- [DOCUMENT SECTION]
Engineer writing a custom GMSL2 camera driver for Jetson — kernel source code and V4L2 subdev integration
gmsl2camera driverv4l2kernel driverjetson orinmax9296subdev

Writing a custom GMSL2 camera driver for Jetson: subdev and V4L2

Andres Campos ·

Writing a custom GMSL2 camera driver for Jetson goes beyond what the sensor driver documentation covers. The GMSL2 transport layer adds serializer and deserializer drivers to the subdev chain, virtual channel configuration, and link training sequences that need to complete before the sensor sees any I2C traffic. This post covers the full custom driver structure.

Key Insights

  • Custom GMSL2 sensor drivers for Jetson use the tegra-camera-platform framework — not raw V4L2 subdev ops
  • You almost never write SerDes drivers from scratch — the MAX9295A/MAX9296A drivers already exist in L4T
  • The sensor mode table in the DTS is as important as the driver code — wrong mode table means wrong MIPI timing
  • The minimum viable driver is: power on/off, one hard-coded mode, streaming start/stop
  • Test the SerDes chain first with an existing reference sensor before swapping in your custom sensor

What “custom GMSL2 driver” actually means

When teams say they need to write a custom GMSL2 driver, they usually mean one of three things:

  1. A new sensor driver for a camera sensor that NVIDIA does not have in L4T (non-reference IMX variant, custom ISP, OmniVision sensor not in NVIDIA’s supported list)
  2. A modified SerDes driver because their hardware uses a different register initialization sequence than NVIDIA’s reference design
  3. A combined driver for a vertically integrated camera module where sensor and serializer are a single unit

In most cases it is option 1. The MAX9295A and MAX9296A drivers that NVIDIA ships in L4T handle the SerDes side correctly for standard configurations. The custom work is the sensor driver — the code that programs the specific image sensor registers, manages the sensor power sequence, and describes the sensor’s operating modes.

The tegra-camera-platform sensor driver framework

Jetson sensor drivers do not implement raw V4L2 subdev ops. They implement tegra_cam_platform_sensor_ops which wraps V4L2 and adds Jetson-specific extensions.

- [SHORT EXERCISE A] According to the GMSL2 driver post, which framework do custom GMSL2 sensor drivers for Jetson use instead of raw V4L2 subdev ops?

- [THE RECORDS]

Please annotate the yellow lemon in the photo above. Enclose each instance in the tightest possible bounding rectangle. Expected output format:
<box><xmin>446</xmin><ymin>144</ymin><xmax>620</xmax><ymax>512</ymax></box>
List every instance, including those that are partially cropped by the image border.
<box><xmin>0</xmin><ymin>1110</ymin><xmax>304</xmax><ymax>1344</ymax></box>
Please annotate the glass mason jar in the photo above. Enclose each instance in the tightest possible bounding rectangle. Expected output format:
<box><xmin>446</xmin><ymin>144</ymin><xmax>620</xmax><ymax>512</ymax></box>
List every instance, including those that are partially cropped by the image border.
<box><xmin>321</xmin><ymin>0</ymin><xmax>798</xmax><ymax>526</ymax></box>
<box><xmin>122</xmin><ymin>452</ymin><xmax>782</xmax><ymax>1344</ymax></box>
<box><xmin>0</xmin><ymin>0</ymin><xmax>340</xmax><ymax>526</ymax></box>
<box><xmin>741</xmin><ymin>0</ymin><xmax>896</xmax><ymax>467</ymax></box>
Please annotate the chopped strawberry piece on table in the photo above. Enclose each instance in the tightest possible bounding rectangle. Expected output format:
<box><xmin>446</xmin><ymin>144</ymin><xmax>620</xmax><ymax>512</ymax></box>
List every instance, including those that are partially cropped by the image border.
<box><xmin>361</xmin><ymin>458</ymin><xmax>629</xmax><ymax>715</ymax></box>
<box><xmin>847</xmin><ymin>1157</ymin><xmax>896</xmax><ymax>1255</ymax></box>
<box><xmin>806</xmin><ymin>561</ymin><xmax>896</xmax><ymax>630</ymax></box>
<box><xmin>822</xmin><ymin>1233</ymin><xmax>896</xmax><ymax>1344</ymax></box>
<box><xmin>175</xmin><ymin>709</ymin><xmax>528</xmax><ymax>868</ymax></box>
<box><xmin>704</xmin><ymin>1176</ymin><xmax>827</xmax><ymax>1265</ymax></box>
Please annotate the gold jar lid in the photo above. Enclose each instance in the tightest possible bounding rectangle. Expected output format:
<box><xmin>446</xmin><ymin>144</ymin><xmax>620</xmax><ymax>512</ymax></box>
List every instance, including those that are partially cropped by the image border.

- [SHORT EXERCISE B] Reproduce the part of the records that opens with the line containing "Please annotate the chopped" and closes at the end of the records, both ends included, with no changes.

- [CORRECT RESULT A] The tegra-camera-platform framework.

- [CORRECT RESULT B]
Please annotate the chopped strawberry piece on table in the photo above. Enclose each instance in the tightest possible bounding rectangle. Expected output format:
<box><xmin>446</xmin><ymin>144</ymin><xmax>620</xmax><ymax>512</ymax></box>
List every instance, including those that are partially cropped by the image border.
<box><xmin>361</xmin><ymin>458</ymin><xmax>629</xmax><ymax>715</ymax></box>
<box><xmin>847</xmin><ymin>1157</ymin><xmax>896</xmax><ymax>1255</ymax></box>
<box><xmin>806</xmin><ymin>561</ymin><xmax>896</xmax><ymax>630</ymax></box>
<box><xmin>822</xmin><ymin>1233</ymin><xmax>896</xmax><ymax>1344</ymax></box>
<box><xmin>175</xmin><ymin>709</ymin><xmax>528</xmax><ymax>868</ymax></box>
<box><xmin>704</xmin><ymin>1176</ymin><xmax>827</xmax><ymax>1265</ymax></box>
Please annotate the gold jar lid in the photo above. Enclose each instance in the tightest possible bounding rectangle. Expected output format:
<box><xmin>446</xmin><ymin>144</ymin><xmax>620</xmax><ymax>512</ymax></box>
List every instance, including those that are partially cropped by the image border.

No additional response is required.